Exercise objective: Copy out every line of the items below that contains the word "centerpiece", treating uppercase and lowercase as different.

*** Data provided

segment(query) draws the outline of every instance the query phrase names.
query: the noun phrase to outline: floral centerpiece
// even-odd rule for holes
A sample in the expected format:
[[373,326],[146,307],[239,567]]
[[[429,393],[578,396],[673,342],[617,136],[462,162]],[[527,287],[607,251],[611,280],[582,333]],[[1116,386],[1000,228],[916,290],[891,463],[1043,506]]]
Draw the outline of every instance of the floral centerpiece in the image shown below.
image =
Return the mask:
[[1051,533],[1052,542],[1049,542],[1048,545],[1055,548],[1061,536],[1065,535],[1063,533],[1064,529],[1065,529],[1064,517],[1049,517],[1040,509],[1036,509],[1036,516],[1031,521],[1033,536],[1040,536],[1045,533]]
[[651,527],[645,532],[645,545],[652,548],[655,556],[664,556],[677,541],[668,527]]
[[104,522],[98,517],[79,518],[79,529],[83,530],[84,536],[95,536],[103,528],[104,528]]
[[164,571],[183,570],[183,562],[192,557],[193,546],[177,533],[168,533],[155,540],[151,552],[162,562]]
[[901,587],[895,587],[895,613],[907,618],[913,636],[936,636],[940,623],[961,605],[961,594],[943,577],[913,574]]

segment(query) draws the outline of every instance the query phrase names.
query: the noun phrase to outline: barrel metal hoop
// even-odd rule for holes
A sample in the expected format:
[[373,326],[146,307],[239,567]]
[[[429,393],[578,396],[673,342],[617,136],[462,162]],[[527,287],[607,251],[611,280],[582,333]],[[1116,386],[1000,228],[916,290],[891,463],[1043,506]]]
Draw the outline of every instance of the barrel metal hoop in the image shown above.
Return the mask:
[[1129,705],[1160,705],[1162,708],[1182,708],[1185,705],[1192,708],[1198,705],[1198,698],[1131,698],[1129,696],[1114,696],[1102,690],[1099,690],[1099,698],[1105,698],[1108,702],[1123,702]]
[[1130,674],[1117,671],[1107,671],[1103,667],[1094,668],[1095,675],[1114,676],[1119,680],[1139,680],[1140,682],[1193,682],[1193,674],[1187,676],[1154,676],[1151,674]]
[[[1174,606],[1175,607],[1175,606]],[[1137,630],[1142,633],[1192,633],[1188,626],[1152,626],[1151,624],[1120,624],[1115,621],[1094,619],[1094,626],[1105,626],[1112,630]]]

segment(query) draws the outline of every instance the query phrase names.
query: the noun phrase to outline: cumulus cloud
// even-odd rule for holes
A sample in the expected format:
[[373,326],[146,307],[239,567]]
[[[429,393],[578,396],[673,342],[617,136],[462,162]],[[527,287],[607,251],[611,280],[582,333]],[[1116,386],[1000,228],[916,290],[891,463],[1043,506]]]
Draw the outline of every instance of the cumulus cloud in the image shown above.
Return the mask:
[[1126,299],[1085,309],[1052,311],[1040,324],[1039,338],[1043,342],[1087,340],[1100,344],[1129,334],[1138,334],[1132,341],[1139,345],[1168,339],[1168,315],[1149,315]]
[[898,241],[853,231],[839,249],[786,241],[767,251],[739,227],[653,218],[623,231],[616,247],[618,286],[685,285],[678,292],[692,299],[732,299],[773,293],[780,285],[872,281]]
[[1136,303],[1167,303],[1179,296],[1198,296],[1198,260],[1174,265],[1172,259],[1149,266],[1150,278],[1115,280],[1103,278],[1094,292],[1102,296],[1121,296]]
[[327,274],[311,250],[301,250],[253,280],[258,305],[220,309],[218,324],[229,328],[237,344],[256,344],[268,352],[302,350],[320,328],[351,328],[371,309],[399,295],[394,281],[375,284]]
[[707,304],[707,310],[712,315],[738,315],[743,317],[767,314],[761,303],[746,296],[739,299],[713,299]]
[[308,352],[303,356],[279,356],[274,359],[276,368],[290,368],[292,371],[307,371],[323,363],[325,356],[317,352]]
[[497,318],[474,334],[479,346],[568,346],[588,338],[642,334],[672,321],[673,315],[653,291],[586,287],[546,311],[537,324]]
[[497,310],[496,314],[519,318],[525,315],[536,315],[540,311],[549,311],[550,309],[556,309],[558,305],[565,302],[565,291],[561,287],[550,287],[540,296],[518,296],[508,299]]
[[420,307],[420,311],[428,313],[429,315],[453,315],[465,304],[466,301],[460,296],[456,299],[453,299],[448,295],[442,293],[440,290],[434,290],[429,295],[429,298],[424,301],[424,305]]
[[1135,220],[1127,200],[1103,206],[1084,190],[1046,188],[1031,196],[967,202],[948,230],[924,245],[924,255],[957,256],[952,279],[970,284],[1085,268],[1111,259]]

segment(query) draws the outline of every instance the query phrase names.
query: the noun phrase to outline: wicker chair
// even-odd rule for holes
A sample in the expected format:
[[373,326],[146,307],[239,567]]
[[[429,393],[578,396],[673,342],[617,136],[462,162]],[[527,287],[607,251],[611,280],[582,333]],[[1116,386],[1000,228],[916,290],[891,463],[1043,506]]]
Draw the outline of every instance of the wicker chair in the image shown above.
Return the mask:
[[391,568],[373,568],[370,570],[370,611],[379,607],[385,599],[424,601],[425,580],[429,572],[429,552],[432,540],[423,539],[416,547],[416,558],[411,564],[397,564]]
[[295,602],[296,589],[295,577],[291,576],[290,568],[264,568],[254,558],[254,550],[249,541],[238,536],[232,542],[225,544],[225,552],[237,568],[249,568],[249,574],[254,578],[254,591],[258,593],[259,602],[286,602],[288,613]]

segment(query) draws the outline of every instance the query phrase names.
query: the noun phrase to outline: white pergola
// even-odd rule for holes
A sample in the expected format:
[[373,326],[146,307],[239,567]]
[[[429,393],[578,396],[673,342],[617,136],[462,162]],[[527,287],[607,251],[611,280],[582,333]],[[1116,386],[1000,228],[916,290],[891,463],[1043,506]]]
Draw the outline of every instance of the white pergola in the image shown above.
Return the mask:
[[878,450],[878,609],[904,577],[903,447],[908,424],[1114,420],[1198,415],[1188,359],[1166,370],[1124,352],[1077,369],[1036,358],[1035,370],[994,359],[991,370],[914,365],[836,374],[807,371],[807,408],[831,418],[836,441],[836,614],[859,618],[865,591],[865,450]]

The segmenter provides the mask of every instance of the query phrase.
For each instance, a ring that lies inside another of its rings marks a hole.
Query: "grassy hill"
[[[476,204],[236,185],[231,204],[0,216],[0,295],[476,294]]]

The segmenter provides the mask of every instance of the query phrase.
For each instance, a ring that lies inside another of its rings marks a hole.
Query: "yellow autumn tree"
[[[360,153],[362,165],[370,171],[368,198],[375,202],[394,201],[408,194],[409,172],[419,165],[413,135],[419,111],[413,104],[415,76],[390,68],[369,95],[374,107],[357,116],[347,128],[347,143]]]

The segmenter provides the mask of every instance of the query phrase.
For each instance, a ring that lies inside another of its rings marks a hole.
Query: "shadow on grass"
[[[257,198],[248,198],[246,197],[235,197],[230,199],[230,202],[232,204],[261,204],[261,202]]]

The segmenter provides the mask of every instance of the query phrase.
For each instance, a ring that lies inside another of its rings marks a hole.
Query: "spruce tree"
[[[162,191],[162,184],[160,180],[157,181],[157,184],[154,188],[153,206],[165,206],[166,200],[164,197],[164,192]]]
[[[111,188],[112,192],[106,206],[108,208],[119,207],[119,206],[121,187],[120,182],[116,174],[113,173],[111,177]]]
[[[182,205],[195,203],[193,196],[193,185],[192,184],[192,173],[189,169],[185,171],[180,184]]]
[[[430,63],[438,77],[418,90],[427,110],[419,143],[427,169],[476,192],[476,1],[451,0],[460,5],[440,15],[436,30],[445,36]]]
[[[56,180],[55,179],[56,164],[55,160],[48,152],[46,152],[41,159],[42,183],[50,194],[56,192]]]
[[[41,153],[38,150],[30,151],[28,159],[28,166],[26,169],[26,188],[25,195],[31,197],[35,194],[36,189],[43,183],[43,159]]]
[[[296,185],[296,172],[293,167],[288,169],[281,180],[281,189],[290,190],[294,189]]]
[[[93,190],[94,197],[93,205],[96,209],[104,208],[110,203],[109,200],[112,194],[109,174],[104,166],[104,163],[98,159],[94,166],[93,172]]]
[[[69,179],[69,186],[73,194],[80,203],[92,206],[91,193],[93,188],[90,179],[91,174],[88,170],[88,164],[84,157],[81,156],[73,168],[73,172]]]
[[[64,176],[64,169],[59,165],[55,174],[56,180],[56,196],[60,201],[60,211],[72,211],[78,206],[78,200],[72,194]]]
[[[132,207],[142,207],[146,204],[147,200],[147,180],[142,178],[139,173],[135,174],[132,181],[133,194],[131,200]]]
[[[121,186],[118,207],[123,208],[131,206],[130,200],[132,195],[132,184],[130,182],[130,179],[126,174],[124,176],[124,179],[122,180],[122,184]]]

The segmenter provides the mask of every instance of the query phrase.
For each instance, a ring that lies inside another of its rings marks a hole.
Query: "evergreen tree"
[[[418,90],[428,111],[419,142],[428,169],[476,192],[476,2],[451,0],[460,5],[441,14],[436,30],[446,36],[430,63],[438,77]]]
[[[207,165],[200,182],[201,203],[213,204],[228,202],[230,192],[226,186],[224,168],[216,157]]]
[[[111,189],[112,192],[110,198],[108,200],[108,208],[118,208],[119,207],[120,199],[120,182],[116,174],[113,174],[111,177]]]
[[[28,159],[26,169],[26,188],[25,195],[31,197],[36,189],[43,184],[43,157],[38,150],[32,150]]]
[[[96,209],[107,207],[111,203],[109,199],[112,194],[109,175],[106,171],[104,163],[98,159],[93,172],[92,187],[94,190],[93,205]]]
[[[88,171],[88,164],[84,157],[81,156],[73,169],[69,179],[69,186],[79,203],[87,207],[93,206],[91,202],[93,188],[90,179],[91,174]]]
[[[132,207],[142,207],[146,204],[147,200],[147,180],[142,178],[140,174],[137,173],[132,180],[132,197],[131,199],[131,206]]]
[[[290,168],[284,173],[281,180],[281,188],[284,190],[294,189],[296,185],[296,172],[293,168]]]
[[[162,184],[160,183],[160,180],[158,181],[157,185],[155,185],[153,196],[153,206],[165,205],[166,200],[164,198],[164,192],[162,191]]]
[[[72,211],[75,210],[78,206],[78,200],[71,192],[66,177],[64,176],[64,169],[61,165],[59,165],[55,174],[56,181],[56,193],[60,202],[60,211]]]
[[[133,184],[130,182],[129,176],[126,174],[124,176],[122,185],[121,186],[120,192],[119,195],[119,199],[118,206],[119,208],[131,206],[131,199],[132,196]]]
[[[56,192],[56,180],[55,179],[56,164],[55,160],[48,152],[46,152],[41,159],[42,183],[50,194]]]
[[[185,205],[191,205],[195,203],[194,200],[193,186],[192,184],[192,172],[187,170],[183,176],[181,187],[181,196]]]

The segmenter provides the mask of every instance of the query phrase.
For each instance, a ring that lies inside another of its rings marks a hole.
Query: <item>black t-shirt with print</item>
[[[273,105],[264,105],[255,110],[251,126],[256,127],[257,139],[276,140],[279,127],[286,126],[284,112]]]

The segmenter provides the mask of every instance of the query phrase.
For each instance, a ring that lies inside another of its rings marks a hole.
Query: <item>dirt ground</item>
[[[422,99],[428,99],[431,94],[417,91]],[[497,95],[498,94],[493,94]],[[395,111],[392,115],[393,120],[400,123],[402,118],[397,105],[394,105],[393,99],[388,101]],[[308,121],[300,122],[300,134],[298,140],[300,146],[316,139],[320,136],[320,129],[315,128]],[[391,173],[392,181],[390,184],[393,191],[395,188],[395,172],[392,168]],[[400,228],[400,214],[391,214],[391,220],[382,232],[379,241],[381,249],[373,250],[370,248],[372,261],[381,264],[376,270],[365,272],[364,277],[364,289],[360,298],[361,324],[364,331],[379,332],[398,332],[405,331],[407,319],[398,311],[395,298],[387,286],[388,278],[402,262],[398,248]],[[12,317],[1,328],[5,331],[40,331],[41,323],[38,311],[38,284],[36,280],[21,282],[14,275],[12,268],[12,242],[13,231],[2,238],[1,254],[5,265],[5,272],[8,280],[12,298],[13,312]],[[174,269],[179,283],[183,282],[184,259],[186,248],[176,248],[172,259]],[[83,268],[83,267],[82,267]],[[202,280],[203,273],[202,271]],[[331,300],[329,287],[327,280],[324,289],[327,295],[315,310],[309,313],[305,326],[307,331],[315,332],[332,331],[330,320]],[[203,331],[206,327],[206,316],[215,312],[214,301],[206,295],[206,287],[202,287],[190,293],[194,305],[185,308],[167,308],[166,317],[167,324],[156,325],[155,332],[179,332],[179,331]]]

******

Answer to the problem:
query: the noun phrase to outline: floral centerpiece
Draw the outline of every instance of the floral centerpiece in the image shown below.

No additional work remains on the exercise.